■ Task goal
Gather each line of the records below that contains the string "query" and copy those lines out.

■ Data rows
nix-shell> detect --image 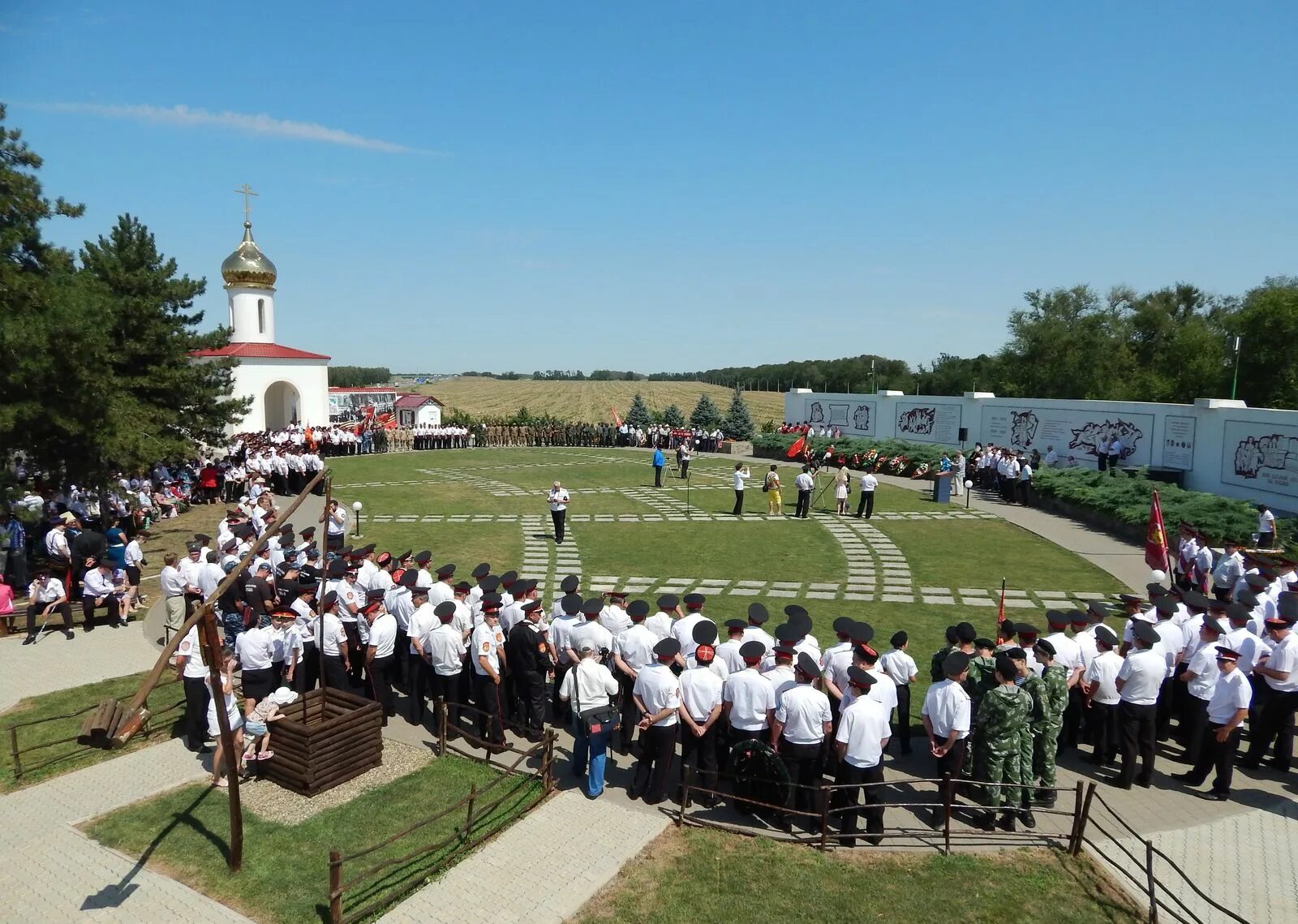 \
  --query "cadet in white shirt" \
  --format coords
[835,667,892,848]
[722,641,775,746]
[630,638,680,806]
[771,651,833,833]
[680,638,723,806]
[1172,645,1253,802]
[1108,621,1167,789]
[1082,625,1123,766]
[612,600,660,754]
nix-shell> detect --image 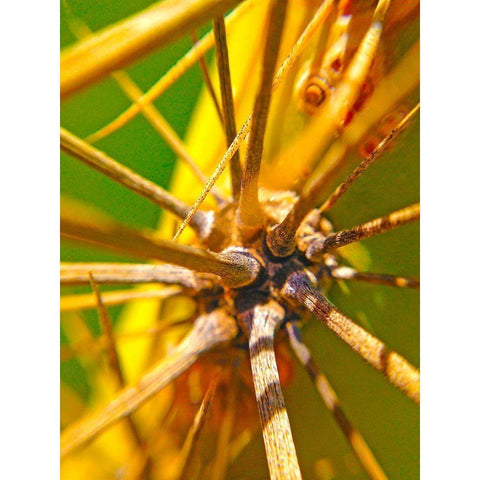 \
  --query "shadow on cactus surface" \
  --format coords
[60,0,420,480]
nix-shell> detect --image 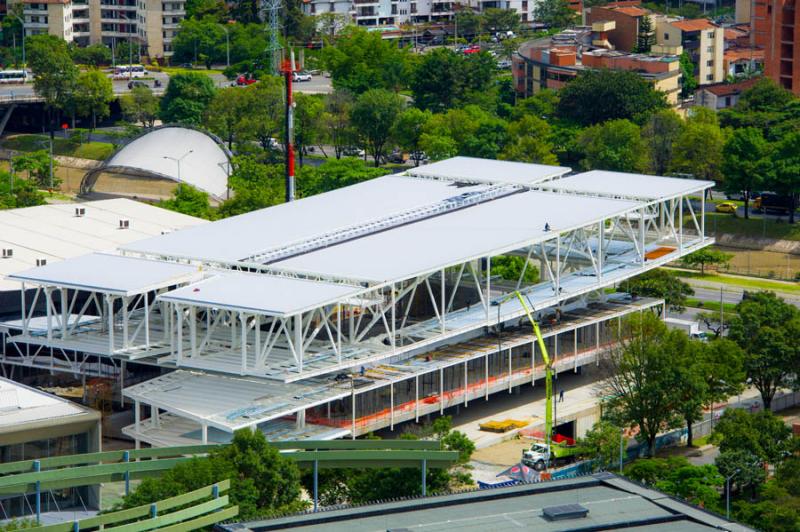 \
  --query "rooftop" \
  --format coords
[228,473,750,532]
[0,199,206,292]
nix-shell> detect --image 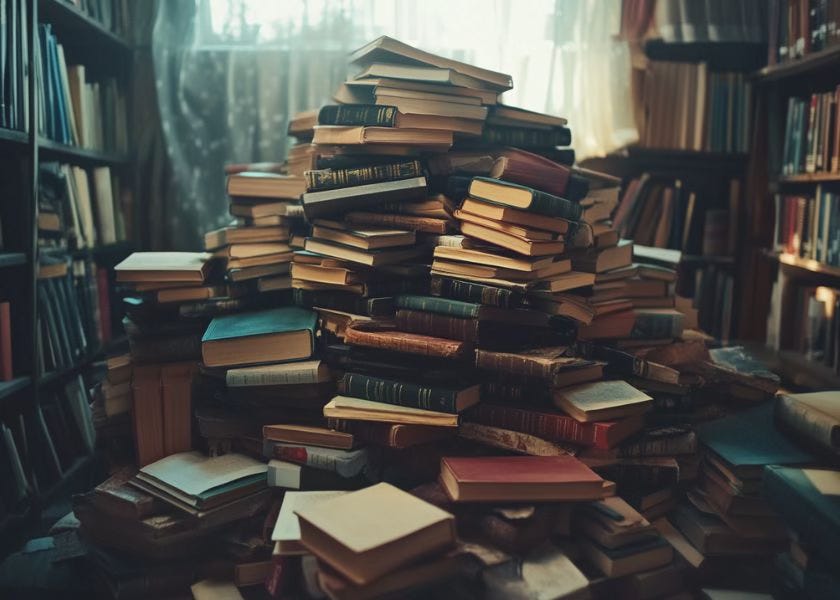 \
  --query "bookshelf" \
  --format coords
[0,0,134,555]
[742,14,840,389]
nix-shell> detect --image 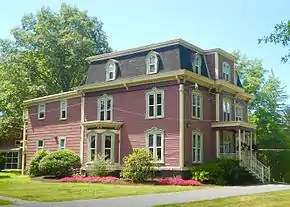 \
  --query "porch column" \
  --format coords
[238,129,242,160]
[179,82,185,169]
[118,127,122,165]
[250,132,253,157]
[216,130,220,158]
[80,95,85,164]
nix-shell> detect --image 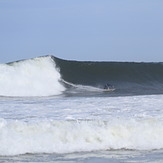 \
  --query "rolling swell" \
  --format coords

■ The output
  --query "cadet in white shirt" \
  --query "shadow on cactus surface" \
  --query "rooftop" \
  --query "bookshelf" \
  --query "porch column" \
  --query "rolling swell" \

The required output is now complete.